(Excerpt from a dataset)
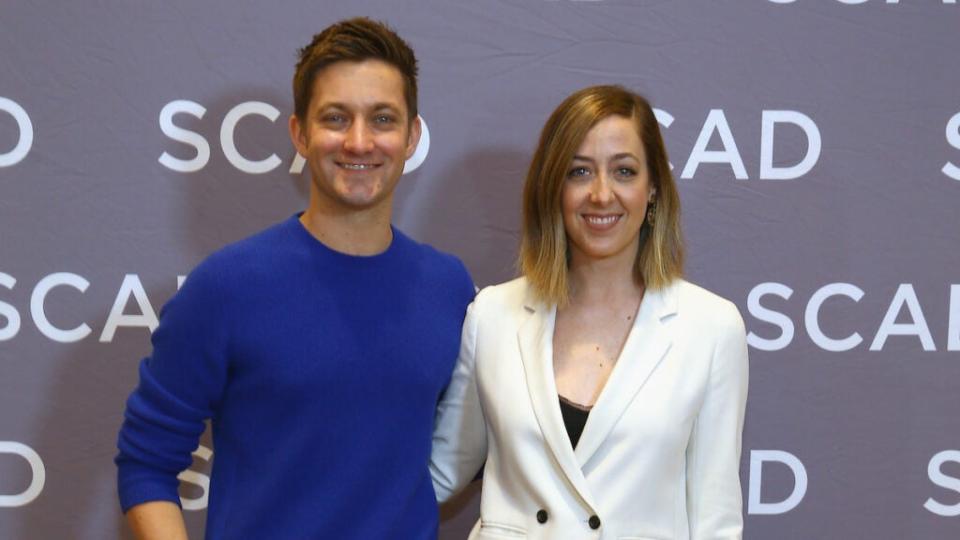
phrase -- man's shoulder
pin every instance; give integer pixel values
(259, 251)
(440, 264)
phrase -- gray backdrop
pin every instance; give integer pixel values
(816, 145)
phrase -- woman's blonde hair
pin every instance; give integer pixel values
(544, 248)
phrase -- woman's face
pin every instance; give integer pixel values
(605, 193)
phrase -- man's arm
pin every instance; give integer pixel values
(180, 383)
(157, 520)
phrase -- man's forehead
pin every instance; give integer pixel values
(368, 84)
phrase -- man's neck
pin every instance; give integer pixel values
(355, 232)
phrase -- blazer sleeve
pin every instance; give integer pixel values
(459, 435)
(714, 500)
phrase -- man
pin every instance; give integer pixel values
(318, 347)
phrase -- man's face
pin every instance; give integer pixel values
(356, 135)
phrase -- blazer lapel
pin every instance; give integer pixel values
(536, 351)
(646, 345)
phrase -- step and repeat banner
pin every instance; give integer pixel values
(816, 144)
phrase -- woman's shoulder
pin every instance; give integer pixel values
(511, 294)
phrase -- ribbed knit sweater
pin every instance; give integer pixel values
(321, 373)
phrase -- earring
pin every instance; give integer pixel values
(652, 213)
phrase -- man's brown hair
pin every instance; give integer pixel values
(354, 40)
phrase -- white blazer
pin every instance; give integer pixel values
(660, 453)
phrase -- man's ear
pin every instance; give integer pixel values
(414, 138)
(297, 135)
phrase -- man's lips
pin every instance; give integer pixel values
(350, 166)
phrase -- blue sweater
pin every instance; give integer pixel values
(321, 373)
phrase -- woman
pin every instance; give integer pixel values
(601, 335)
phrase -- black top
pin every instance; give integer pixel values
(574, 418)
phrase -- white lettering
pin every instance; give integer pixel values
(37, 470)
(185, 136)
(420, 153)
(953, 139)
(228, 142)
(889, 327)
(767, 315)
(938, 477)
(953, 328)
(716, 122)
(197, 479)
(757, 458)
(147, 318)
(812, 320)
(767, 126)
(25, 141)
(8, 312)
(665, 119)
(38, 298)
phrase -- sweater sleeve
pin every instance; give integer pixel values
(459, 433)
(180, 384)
* * *
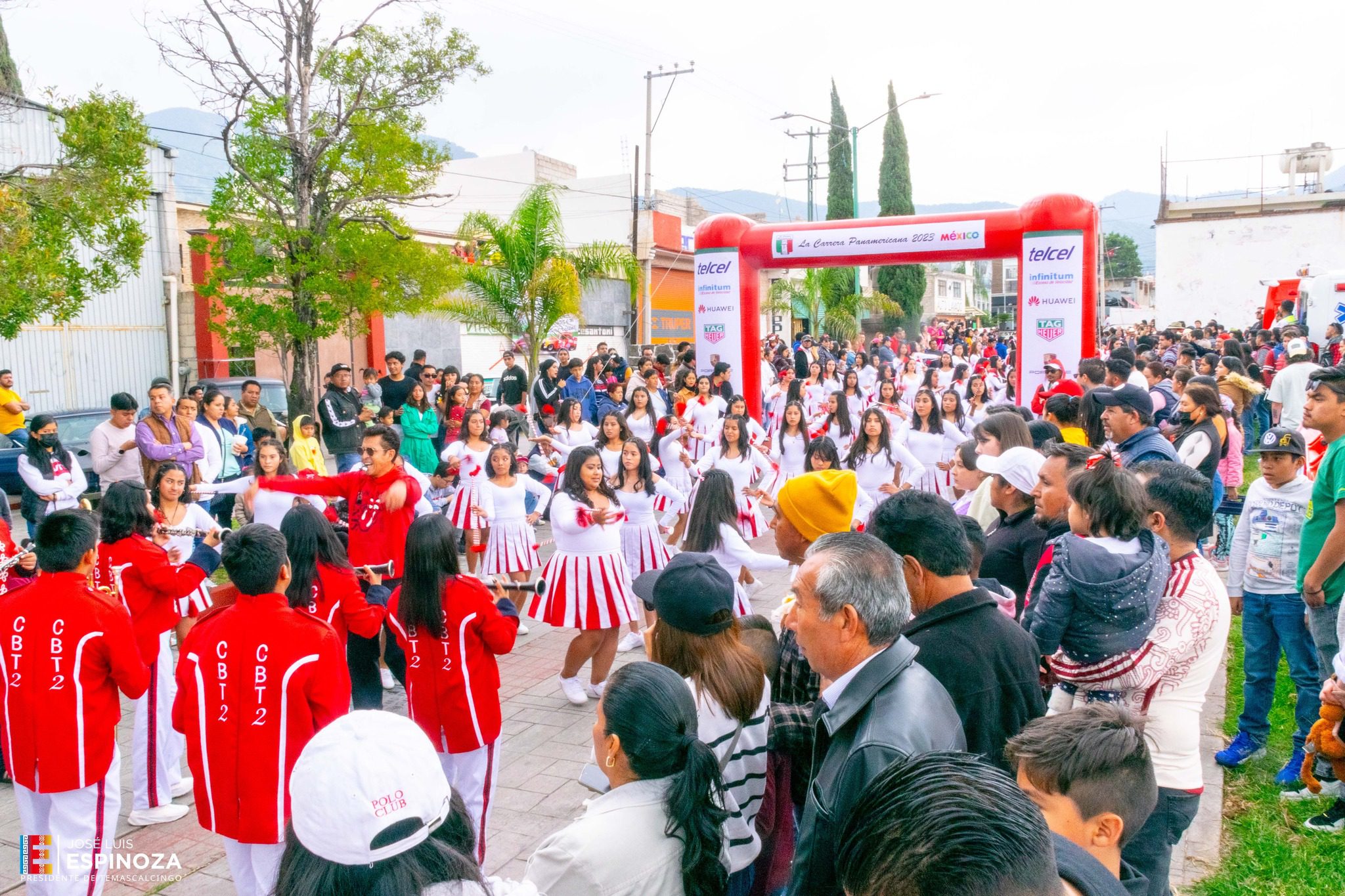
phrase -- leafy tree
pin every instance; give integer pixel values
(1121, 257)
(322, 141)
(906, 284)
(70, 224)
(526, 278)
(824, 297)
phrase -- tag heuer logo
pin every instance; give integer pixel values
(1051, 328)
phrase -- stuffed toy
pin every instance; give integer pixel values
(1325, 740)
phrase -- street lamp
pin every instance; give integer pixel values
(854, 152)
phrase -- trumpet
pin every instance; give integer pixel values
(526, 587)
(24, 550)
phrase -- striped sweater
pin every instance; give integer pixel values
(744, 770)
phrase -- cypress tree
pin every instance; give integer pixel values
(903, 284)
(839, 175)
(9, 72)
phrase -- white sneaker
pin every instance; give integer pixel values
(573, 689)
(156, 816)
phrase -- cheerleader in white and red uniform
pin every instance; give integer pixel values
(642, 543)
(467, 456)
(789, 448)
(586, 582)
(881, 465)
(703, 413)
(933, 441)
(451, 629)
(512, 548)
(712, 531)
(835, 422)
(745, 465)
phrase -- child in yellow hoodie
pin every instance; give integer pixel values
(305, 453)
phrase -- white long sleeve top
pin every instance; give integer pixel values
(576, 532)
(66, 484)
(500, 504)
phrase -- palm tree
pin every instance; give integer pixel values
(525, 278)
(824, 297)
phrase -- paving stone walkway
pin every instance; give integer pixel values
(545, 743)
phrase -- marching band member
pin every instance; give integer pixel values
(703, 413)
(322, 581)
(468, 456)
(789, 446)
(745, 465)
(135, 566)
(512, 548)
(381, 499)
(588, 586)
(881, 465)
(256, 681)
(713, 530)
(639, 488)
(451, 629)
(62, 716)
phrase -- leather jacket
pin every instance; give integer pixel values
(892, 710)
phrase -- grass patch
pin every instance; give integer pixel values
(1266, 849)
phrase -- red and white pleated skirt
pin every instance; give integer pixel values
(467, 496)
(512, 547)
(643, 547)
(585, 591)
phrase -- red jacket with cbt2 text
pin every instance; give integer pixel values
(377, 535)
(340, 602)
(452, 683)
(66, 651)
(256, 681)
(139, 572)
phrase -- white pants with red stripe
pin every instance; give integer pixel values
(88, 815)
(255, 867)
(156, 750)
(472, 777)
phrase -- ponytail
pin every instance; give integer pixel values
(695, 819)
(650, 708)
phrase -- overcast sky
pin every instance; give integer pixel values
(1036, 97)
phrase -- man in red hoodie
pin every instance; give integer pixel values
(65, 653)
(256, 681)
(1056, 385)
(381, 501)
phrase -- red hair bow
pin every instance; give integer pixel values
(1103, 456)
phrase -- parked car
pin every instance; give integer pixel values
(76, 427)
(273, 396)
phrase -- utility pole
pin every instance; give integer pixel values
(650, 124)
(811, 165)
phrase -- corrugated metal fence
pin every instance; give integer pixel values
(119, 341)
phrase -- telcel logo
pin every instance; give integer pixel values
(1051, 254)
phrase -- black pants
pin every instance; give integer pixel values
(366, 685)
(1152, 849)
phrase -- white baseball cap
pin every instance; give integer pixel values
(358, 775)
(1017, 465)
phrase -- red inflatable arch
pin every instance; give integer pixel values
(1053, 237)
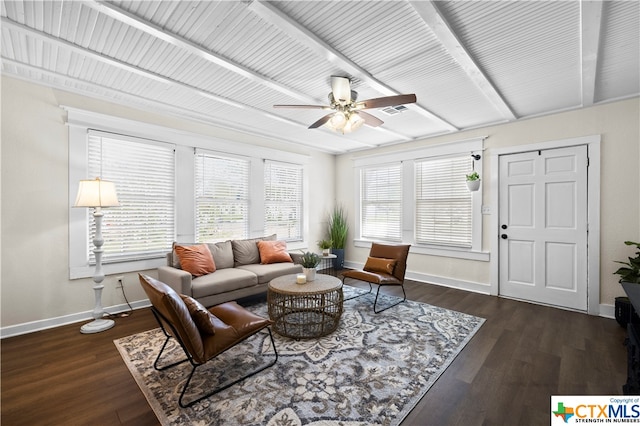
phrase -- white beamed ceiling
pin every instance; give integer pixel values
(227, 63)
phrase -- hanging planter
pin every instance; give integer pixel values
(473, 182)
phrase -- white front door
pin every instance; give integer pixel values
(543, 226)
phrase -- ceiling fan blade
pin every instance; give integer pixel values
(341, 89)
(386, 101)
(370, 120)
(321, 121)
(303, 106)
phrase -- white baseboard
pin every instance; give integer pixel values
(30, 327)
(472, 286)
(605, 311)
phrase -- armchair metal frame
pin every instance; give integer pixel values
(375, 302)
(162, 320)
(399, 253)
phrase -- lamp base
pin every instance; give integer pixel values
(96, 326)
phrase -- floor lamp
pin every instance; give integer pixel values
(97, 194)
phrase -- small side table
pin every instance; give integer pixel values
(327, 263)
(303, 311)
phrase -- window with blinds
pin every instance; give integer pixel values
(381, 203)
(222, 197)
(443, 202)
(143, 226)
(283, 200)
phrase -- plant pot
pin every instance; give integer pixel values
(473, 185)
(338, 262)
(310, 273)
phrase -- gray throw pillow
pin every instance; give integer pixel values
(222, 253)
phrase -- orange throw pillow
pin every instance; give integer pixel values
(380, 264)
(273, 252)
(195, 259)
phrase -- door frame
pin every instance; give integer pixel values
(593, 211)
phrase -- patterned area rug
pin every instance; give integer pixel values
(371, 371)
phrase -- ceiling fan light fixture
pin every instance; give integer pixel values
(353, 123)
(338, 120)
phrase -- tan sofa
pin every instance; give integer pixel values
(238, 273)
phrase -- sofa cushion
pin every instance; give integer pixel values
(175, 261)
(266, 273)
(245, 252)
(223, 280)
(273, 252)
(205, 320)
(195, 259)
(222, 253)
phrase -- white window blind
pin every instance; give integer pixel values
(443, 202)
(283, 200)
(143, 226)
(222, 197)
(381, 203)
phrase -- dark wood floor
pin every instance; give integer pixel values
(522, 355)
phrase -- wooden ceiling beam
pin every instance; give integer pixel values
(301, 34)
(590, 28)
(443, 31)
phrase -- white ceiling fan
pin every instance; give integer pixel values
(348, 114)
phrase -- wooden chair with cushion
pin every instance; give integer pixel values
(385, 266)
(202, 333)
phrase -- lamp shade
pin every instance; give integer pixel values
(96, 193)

WRITTEN EXERCISE
Recast the material from the line with "phrase -- red hair bow" up to and including the line with "(1051, 254)" as a Markdown table with the columns Row and Line. Give each line its own numbered row and omit any blank lines.

EXPECTED OUTPUT
| Row | Line |
|---|---|
| 1 | phrase -- red hair bow |
| 2 | pin every instance; give integer pixel values |
| 3 | (1103, 456) |
| 4 | phrase -- parked car |
| 5 | pin every instance; give integer pixel values |
| 6 | (76, 427) |
| 7 | (273, 396) |
| 8 | phrase -- utility pole |
| 9 | pin every instance; give integer pixel values |
| 10 | (650, 124) |
| 11 | (811, 165) |
| 12 | phrase -- corrugated metal fence |
| 13 | pin every instance; give integer pixel values |
| 14 | (119, 341) |
| 15 | phrase -- telcel logo |
| 16 | pin every instance; give integer pixel values |
| 17 | (1051, 254) |